Excerpted passage:
I’ve spoken to you today about deal flow and idea flow, and now I would like to conclude with another type of flow – I’ll call it “east flow.” Early in my presidency, some eight or nine years ago, Tel Aviv University began looking eastward toward Asia, and particularly China. The connections began as they usually do – on a personal level, between researchers. A colleague of mine from the Chemistry Department, Prof. Michael Orbach, who is here today, met with a group of researchers at Tsinghua in the Exact Sciences. They became the “seed group” for what would later become the major collaboration between our two institutions.
Very quickly we recruited Prof. Yael Hanein, head of the TAU Center for Nanoscience and Technology, who is also here with us today, to set up the XIN Center. This project was pursued on both sides with great enthusiasm, and it was a proud day for Tel Aviv University and for the State of Israel when the Chinese Vice Premier, Madame Liu Yandong, arrived to witness the XIN signing ceremony in 2014. Since then, through the XIN framework, over a dozen Summer and Winter Schools, along with innovation events, have been held for students and faculty from both universities. Almost 200 Chinese professors, managers and students have come to Tel Aviv and 100 Israelis here to Tsinghua, with co-publications appearing in such prestigious journals as Nature Nanotechnology and Nature Communications. The inter-institutional partnership has spread to other fields, such as Life Sciences, Management and Law.

Supplied data:
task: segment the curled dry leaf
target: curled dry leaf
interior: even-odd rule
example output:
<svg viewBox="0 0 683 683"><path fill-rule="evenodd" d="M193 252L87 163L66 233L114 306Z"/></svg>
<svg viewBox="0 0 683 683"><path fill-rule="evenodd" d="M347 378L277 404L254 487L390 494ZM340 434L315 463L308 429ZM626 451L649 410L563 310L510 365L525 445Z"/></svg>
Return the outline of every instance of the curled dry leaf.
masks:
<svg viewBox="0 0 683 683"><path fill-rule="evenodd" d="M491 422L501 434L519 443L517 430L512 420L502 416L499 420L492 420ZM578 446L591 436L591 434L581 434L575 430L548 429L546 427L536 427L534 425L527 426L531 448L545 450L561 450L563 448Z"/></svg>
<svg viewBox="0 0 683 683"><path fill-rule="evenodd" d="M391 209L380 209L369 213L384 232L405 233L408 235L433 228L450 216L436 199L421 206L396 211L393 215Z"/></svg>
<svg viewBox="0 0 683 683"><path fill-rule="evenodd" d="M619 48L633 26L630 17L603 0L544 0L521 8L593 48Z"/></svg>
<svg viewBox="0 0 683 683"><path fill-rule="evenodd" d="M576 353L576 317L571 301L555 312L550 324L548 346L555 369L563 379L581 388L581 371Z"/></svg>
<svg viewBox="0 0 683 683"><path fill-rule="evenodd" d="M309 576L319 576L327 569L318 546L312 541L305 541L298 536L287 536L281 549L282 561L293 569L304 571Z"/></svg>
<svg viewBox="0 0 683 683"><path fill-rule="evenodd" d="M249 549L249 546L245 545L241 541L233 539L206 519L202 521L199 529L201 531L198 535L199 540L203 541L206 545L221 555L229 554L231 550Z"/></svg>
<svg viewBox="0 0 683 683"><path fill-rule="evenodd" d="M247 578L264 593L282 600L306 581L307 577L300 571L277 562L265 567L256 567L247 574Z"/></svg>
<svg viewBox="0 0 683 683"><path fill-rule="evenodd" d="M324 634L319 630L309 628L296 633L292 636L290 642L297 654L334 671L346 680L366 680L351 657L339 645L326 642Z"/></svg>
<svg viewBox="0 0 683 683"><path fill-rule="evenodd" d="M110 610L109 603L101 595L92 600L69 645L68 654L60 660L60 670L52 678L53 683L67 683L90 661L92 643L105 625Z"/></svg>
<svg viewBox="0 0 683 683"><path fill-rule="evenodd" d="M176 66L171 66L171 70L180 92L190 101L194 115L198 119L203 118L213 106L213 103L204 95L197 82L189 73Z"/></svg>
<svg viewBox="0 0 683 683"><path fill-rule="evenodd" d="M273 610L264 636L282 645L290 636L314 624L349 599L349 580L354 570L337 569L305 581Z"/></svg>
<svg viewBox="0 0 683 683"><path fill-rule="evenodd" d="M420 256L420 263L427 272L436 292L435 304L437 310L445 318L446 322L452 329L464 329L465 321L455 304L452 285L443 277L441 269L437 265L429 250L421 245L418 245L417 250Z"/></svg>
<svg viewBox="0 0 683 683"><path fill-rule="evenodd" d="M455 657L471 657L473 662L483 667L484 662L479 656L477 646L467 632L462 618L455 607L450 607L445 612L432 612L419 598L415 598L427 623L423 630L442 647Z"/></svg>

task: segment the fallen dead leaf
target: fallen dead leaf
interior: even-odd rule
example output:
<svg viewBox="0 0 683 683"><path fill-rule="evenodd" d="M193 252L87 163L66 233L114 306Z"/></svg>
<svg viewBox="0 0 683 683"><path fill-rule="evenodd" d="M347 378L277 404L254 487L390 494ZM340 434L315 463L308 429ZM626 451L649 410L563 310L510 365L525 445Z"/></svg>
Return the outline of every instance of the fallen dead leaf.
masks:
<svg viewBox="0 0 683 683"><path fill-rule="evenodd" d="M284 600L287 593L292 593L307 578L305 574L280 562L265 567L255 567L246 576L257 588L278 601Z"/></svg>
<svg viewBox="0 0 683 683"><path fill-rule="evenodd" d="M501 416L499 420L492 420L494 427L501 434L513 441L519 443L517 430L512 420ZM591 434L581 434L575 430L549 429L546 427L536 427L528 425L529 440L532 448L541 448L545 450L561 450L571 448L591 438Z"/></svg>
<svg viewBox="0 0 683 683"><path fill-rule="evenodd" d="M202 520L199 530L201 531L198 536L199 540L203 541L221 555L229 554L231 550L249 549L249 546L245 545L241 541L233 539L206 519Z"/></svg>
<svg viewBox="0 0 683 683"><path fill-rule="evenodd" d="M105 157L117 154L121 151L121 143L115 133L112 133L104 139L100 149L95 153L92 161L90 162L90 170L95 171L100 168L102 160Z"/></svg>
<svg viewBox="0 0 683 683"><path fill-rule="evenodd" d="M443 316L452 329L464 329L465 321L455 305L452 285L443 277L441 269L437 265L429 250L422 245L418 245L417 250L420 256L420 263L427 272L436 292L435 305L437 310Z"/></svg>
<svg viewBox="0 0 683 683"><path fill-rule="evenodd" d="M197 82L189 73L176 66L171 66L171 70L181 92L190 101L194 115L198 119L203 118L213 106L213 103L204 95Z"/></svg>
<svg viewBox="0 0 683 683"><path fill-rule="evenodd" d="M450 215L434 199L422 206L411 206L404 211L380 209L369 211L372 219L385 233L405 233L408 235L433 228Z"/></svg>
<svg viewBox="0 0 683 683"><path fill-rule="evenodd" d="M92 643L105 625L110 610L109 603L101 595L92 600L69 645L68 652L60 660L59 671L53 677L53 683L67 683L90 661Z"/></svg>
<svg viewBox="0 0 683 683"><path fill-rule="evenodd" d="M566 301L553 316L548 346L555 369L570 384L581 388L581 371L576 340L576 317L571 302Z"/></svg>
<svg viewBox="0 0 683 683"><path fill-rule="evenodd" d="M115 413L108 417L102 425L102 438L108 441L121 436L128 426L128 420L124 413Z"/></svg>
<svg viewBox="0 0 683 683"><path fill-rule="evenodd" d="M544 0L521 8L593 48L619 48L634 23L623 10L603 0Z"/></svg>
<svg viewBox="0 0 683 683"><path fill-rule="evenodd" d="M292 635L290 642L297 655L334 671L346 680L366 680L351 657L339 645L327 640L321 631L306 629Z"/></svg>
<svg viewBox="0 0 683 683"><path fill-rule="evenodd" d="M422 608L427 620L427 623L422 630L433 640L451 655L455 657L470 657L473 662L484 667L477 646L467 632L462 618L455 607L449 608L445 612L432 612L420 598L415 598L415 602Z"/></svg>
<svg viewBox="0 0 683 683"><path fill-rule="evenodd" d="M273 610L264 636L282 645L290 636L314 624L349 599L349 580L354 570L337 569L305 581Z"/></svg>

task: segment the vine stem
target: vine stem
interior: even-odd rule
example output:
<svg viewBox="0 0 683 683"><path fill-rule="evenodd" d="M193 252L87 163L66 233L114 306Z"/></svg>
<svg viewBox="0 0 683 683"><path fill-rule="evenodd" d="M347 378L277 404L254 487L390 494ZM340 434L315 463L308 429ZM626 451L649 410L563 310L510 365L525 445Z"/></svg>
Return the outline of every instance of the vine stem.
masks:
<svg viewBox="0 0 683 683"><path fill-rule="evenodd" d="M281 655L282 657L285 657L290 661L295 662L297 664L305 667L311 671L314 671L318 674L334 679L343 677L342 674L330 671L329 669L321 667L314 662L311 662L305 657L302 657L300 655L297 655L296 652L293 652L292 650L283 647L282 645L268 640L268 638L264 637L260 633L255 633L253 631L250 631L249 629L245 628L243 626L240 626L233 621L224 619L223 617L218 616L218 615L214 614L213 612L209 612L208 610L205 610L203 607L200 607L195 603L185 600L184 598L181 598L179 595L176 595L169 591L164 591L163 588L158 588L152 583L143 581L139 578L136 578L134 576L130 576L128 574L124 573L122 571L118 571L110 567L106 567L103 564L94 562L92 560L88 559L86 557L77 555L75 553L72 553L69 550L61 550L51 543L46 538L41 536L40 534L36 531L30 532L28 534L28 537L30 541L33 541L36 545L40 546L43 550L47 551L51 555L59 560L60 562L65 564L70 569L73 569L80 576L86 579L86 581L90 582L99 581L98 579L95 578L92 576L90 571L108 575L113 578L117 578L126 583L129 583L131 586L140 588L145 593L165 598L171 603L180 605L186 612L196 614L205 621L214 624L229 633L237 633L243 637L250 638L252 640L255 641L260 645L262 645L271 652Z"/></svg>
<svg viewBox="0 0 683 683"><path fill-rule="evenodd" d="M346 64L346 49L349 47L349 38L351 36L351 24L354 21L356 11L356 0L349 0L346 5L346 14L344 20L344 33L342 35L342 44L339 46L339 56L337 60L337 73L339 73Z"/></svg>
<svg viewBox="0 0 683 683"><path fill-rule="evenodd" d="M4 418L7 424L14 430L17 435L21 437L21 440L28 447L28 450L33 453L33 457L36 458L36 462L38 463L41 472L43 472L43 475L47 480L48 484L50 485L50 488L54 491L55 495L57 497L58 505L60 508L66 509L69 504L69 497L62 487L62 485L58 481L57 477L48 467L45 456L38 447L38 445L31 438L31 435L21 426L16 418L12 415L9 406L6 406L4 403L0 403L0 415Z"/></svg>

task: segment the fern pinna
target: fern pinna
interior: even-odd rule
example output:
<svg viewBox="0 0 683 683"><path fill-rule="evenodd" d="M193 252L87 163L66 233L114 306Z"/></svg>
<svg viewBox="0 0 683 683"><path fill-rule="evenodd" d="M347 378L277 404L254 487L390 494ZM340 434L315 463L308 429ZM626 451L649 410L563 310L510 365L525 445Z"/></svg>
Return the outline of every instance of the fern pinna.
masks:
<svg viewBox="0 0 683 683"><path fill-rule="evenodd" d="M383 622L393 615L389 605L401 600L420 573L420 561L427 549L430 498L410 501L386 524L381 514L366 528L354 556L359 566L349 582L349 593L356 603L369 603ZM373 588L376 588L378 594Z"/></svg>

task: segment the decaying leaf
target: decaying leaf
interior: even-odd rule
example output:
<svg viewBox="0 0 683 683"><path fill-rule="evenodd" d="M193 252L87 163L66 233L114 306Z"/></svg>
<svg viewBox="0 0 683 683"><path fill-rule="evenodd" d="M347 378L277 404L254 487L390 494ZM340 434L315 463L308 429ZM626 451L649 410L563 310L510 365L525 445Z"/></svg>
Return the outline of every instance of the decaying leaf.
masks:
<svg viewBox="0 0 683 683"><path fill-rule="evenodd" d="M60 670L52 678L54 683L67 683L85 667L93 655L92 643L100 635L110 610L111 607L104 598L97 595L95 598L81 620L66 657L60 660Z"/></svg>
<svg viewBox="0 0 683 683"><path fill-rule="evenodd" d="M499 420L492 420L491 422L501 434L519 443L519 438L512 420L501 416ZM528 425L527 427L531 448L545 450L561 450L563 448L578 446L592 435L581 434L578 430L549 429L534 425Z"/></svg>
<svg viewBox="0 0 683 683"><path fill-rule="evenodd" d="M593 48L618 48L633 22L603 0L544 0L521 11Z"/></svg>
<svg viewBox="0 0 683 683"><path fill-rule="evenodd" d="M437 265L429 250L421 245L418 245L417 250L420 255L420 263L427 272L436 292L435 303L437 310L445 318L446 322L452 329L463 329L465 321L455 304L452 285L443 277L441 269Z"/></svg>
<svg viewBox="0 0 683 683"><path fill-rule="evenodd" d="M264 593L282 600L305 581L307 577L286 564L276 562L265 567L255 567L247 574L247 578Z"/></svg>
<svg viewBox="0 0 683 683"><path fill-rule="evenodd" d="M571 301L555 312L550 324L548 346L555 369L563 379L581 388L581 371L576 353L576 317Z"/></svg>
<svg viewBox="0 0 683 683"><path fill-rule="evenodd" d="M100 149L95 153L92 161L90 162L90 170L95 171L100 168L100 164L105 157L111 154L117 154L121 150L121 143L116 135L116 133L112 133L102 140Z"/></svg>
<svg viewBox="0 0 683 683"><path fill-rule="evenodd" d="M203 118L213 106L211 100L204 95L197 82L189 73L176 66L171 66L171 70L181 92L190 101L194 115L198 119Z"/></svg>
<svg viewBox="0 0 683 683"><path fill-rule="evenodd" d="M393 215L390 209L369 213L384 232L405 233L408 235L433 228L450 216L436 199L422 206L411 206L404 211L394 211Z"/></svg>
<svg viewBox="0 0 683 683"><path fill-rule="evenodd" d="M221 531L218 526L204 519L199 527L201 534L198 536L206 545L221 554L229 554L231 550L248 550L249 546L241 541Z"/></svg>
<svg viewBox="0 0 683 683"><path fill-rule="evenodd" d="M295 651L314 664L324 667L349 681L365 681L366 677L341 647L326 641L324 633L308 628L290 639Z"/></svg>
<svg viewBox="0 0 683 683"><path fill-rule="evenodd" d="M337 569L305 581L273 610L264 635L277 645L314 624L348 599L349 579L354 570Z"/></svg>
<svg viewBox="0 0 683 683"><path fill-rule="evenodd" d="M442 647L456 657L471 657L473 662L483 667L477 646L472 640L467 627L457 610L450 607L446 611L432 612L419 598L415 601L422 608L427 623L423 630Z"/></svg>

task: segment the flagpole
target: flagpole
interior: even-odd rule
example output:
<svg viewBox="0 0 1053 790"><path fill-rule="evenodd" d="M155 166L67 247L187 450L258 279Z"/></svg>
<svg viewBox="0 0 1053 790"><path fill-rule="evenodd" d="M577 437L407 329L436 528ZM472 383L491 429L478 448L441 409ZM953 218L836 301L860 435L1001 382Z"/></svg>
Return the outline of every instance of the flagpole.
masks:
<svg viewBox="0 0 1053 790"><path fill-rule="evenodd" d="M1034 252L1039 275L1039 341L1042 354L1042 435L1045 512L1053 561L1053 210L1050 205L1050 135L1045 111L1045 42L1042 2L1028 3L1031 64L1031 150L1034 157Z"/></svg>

Tasks to carry out:
1. List every person the speech excerpt mentions by name.
2. Copy everything in the speech excerpt from "I’ve spoken to" down to "our two institutions.", swapping "researchers" for "scientists".
Work only from the speech excerpt, not from the records.

Problem solutions:
1. Prof. Michael Orbach, Prof. Yael Hanein, Madame Liu Yandong

2.
I’ve spoken to you today about deal flow and idea flow, and now I would like to conclude with another type of flow – I’ll call it “east flow.” Early in my presidency, some eight or nine years ago, Tel Aviv University began looking eastward toward Asia, and particularly China. The connections began as they usually do – on a personal level, between scientists. A colleague of mine from the Chemistry Department, Prof. Michael Orbach, who is here today, met with a group of scientists at Tsinghua in the Exact Sciences. They became the “seed group” for what would later become the major collaboration between our two institutions.